In the text below on greenhouse gases, what term is used for a gas's ability to absorb energy?

[TEXT]

● ● ● ● ●

What are Greenhouse Gases?

Greenhouse gases are the gases that contribute to the enhanced greenhouse effect. As the concentrations of these gases in our atmosphere has risen, so has the risk of global warming. DeltaNet explains what the greenhouse gases are, how they are released and why they are a problem.

Greenhouse gases are the gases that contribute to the greenhouse effect. Examples include carbon dioxide (CO₂), methane (CH₄), nitrous oxide (N₂O) and fluorinated gases. These gases trap heat in the atmosphere by absorbing energy and slowing down the rate at which it escapes into space. The length of time these gases remain in the atmosphere for varies from a few years to thousands of years. The gases also differ in their ability to absorb energy, which is called their ‘radiative efficiency’.

Carbon dioxide

Carbon dioxide is released into the atmosphere when we burn fossil fuels such as coal, natural gas and oil. We burn fossil fuels to provide energy and transport. When solid waste, trees and other biological materials are burnt, carbon dioxide is released into the atmosphere. Chemical reactions that occur through processes such as the manufacture of cement also contribute to carbon dioxide emissions.

Carbon dioxide is removed from the atmosphere when it is absorbed by ‘carbon sinks’. A carbon sink is anything that takes in more carbon than it releases CO₂. For example, plants absorb carbon dioxide in photosynthesis. This process is called the carbon cycle. However, by increasing CO₂ emissions and decreasing the amount of natural ‘sinks’, human activities are disrupting the carbon cycle. Therefore, the levels of CO₂ in the atmosphere have been increasing since the industrial revolution.

● ● ● ● ●

[Dataset excerpts]
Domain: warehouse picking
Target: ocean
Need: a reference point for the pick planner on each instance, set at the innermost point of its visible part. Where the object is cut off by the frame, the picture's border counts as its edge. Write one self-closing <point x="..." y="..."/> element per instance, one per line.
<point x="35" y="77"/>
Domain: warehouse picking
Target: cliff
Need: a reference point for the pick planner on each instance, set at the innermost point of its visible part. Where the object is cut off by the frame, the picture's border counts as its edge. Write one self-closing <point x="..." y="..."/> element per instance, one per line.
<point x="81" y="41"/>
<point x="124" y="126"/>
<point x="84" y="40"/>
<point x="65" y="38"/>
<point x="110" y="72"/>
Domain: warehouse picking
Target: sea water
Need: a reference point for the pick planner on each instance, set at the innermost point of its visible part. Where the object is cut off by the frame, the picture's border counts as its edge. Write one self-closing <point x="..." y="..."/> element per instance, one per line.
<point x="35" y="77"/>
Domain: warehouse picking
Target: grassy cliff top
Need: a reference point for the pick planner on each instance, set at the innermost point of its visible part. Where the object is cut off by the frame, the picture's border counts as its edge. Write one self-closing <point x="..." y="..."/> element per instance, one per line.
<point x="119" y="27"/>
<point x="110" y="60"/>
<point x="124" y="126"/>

● ● ● ● ●

[SOLUTION TO THE PROBLEM]
Radiative efficiency.